*Action item*.
The answer must consist of every line below that contains the word "walking".
*** Excerpted records ***
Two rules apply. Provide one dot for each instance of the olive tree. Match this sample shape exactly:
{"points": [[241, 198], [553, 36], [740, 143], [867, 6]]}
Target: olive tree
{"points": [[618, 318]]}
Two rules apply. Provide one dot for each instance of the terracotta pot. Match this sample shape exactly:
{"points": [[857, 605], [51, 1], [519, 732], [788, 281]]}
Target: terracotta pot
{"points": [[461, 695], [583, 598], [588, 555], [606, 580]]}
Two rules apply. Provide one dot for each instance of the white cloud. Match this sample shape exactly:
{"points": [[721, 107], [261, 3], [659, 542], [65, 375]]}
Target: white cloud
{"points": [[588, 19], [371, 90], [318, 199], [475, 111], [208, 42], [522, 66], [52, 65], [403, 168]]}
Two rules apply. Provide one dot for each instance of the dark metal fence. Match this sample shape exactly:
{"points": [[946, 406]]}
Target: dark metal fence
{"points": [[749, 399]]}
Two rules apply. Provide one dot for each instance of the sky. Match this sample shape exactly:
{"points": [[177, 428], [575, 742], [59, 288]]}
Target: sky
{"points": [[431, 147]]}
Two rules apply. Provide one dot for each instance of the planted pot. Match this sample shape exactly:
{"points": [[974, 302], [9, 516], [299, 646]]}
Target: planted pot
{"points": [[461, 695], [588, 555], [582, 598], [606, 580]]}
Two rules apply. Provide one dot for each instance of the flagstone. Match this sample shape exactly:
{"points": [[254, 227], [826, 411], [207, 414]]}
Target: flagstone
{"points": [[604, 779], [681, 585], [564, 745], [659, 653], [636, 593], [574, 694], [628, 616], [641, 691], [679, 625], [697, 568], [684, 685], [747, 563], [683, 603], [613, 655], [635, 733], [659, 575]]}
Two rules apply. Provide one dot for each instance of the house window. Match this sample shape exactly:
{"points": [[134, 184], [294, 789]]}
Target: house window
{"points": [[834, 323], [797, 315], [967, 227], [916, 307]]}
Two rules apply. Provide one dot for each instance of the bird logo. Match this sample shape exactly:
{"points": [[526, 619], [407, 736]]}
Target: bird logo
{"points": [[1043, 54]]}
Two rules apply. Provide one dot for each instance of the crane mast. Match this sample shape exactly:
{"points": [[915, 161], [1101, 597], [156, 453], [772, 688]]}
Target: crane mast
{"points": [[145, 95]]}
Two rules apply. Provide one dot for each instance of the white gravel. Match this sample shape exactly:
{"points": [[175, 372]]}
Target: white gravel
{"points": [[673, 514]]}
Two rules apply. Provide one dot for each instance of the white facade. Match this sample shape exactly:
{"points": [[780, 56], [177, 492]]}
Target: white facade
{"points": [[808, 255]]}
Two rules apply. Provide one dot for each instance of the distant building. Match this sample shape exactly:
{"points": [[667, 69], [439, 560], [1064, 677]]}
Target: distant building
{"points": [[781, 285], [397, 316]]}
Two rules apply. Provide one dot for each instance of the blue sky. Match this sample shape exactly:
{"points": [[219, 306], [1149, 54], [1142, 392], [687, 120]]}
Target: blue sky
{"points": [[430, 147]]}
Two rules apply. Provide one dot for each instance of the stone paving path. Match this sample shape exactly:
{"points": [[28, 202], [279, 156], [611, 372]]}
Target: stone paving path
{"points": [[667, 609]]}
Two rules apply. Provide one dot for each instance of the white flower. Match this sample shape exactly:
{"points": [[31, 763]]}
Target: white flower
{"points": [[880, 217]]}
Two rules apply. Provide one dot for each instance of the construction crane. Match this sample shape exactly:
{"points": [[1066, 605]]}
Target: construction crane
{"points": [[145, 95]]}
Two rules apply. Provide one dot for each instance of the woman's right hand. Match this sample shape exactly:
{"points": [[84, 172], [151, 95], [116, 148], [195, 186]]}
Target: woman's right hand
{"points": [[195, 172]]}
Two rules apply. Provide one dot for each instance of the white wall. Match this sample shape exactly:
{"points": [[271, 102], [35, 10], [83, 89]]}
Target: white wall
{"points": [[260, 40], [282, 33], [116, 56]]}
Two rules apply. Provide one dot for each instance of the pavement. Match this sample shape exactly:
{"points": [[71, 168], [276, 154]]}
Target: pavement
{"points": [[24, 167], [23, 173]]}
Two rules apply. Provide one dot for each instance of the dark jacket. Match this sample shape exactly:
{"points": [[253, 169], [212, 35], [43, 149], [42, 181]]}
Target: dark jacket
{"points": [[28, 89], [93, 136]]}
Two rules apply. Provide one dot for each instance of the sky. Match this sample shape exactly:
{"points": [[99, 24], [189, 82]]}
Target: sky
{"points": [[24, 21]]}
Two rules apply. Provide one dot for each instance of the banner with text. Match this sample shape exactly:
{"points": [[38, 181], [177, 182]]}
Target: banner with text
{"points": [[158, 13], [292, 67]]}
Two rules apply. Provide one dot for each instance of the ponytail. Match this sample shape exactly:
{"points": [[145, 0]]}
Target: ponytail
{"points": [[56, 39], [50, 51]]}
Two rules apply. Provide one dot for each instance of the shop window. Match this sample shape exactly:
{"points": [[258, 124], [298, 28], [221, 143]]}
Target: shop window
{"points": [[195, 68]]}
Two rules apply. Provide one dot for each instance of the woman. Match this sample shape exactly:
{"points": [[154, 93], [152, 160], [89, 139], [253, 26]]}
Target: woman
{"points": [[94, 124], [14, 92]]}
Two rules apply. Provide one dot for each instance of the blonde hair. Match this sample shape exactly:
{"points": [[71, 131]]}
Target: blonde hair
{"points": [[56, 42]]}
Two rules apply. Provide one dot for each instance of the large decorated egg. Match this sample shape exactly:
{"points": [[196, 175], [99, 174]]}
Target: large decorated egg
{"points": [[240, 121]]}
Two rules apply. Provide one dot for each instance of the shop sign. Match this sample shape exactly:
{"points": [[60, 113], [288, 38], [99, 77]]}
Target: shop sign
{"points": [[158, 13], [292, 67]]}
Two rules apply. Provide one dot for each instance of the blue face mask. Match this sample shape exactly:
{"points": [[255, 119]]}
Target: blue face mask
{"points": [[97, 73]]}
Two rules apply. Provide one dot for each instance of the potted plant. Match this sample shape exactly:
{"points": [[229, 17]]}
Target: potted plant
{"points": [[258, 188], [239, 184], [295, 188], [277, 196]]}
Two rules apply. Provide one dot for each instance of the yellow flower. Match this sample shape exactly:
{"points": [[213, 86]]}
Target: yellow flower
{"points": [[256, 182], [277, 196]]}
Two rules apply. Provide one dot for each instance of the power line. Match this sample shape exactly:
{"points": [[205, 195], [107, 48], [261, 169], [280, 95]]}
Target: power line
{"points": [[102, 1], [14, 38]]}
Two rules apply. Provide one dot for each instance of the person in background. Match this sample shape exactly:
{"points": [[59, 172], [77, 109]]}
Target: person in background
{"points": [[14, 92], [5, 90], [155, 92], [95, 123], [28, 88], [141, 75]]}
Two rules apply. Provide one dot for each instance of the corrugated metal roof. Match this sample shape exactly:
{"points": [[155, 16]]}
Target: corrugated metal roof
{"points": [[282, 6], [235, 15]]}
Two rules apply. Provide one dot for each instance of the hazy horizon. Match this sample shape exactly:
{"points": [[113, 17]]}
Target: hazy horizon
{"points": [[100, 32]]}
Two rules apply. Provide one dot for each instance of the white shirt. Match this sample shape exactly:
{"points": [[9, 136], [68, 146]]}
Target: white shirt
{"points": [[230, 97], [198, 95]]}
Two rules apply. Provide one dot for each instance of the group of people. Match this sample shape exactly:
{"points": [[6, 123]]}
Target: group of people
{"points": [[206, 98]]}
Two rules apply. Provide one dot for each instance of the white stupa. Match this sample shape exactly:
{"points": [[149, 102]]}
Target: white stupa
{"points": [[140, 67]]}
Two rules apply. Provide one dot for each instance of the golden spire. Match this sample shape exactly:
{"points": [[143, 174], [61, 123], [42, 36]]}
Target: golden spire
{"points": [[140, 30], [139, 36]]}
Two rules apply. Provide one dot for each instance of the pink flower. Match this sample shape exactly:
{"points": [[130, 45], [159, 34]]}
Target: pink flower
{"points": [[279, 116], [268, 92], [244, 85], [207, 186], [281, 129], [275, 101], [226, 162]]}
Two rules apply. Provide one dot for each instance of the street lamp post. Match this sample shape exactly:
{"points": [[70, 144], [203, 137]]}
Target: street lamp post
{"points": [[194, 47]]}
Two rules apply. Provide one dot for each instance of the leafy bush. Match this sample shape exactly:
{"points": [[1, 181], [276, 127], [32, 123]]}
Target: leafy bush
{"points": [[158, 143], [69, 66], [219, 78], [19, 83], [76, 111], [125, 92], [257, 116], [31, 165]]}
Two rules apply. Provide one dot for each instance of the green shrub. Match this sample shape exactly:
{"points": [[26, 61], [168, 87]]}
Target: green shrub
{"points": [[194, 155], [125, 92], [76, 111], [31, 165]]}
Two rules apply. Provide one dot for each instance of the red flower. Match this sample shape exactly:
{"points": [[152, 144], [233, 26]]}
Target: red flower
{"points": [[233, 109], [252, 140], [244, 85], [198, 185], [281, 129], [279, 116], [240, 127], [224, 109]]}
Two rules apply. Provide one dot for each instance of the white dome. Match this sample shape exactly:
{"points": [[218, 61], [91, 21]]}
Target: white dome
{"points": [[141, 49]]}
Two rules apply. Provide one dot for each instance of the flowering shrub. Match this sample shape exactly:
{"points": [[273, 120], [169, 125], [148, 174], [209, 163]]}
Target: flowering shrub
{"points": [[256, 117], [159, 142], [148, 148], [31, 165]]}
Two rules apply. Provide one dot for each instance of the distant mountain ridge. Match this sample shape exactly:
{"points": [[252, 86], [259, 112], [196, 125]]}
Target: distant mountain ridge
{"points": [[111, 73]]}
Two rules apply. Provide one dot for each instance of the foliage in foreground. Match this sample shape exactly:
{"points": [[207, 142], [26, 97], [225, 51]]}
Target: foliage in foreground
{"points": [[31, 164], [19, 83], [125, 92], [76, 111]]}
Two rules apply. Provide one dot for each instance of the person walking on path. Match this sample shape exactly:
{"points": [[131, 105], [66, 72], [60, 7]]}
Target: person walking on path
*** End of Excerpted records ***
*Reply*.
Two rules apply. Provide one dot for each instance of the person walking on path. Match this sample shape exactly:
Target: person walking on path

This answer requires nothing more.